* Brano *

Nel periodo della "permacrisi", una crisi permanente iniziata nel 2008 e mai finita, compresa una pandemia mondiale, il distretto calzaturiero del Fermano è stato costretto a rivedere costantemente il modello di competitività. Ciò ha portato le aziende a cambiare spesso le strategie, realizzando un percorso di sviluppo sempre più attento alle dinamiche congiunturali.
"Dobbiamo dimenticare in fretta i numeri del 2023. Il segno più vicino all’export del distretto calzaturiero fermano-maceratese rischia di annebbiare la vista a chi deve agire per supportare il sistema moda", avverte Valentino Fenni, presidente della sezione calzaturieri di Confindustria Fermo e vice presidente nazionale di Assocalzaturifici, per descrivere la strategia da adottare in questo momento. Fenni, qual è la situazione?
"I dati a disposizione indicano un settore vivace e un distretto in ripresa dopo le varie peripezie degli ultimi anni, ma parlando tra colleghi, vedo un’altra realtà. La crescita dell’export, tra l’altro in valore e non in quantità, è legata praticamente soltanto ad alcuni brand che producono nel Fermano. Per le Pmi invece, la colonna portante del distretto, i numeri sono diversi". Però la Cina cresce.
"Se a crescere è la Cina, significa che si parla di grandi brand. Ma se diminuisce la Germania, l’impatto è immediato su tutte le aziende calzaturiere. E i numeri dicono che Belgio, Gran Bretagna e Germania hanno dimezzato gli ordini. Sono confermati invece quelli da Russia e Ucraina, mercati che per il Fermano sono ancora importanti. Ogni paio qui è una boccata di ossigeno". Avevate colto segnali di questo genere già al Micam?
"Già il Micam lo aveva dimostrato: c’era interesse per le collezioni, ma anche poca propensione alla firma sugli ordini. Che poi sono arrivati, ma in quantità nettamente inferiore al passato anche a causa di un clima folle, che ha praticamente cancellato l’inverno. Questo comporta uno stallo produttivo, l’inutilizzo delle materie prime e una necessaria cassa integrazione, che non piace a nessun imprenditore". Sono in difficoltà sia quanti producono col proprio marchio che le aziende contoterziste?

* Dati di partenza *
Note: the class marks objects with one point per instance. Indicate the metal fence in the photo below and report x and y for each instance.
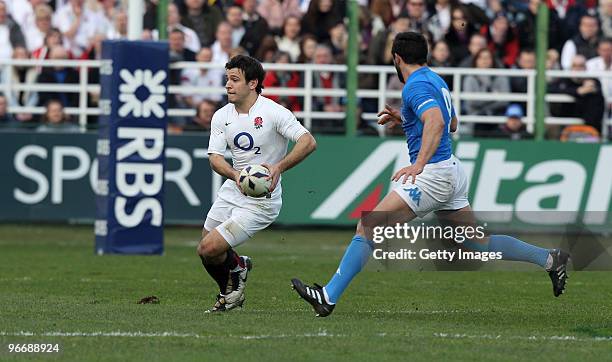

* Esercizi *
**A)** Rispondi a queste domande sull'intervista sul distretto calzaturiero del Fermano:
(i) In che anno è iniziata la "permacrisi"?
(ii) Di quale sezione di Confindustria Fermo è presidente Valentino Fenni?
(iii) Quali paesi hanno dimezzato gli ordini?
**B)** Riscrivi il passo dell'intervista sul distretto calzaturiero che comincia con "Nel periodo della" e prosegue fino a "è la situazione?", sostituendo "permacrisi" con "crisi perenne".
**C)** Come prosegue l'intervista sul distretto calzaturiero del Fermano dopo l'ultima domanda rivolta a Fenni? Scrivi il seguito.
Per svolgere gli esercizi il materiale non serve.

* Soluzioni *
**A)**
(i) Nel 2008.
(ii) Della sezione calzaturieri.
(iii) Belgio, Gran Bretagna e Germania.

**B)**
Nel periodo della "crisi perenne", una crisi permanente iniziata nel 2008 e mai finita, compresa una pandemia mondiale, il distretto calzaturiero del Fermano è stato costretto a rivedere costantemente il modello di competitività. Ciò ha portato le aziende a cambiare spesso le strategie, realizzando un percorso di sviluppo sempre più attento alle dinamiche congiunturali.
"Dobbiamo dimenticare in fretta i numeri del 2023. Il segno più vicino all’export del distretto calzaturiero fermano-maceratese rischia di annebbiare la vista a chi deve agire per supportare il sistema moda", avverte Valentino Fenni, presidente della sezione calzaturieri di Confindustria Fermo e vice presidente nazionale di Assocalzaturifici, per descrivere la strategia da adottare in questo momento. Fenni, qual è la situazione?

**C)**
"Le richieste di Cig (cassa integrazione) in questi primi mesi del 2024 sono raddoppiate rispetto all’anno scorso. La novità, non positiva, è nel fatto che stanno arrivando richieste da parte di chi lavora con le griffe, che inizialmente avevano rassicurato sul futuro del mercato, mentre ora restano in silenzio oppure parlano coi bilanci, che mostrano importanti cali. La diminuzione degli ordini, in questo caso, è in media del 30%". Se si fermano gli ordini a livello internazionale, la conseguenza è il blocco delle produzioni affidate ai terzisti, spesso piccoli e monomandatari.
"Ogni fabbrica impatta sul sistema sociale, perché ci sono famiglie dietro ogni abile artigiano". Qual è la richiesta di Confindustria Fermo?
"Abbiamo bisogno di aiuti, che in questo particolare momento vadano oltre i contributi che Regione e Camera Marche per fortuna ci garantiscono. Il 2024 è l’anno del made in Italy, allora il ministro Adolfo Urso, che ha preso parte all’ultima edizione del Micam, faccia qualcosa di rivoluzionario: pensiamo a sistemi di sgravio per chi acquista prodotti italiani, aiuterebbero le scarpe, ma la moda in generale. Una politica di incentivi già usata per le automobili, e anche per l’edilizia, che merita un settore come il nostro, che garantisce una importante fetta di Pil nazionale e dà lavoro in Italia a decine di migliaia di persone".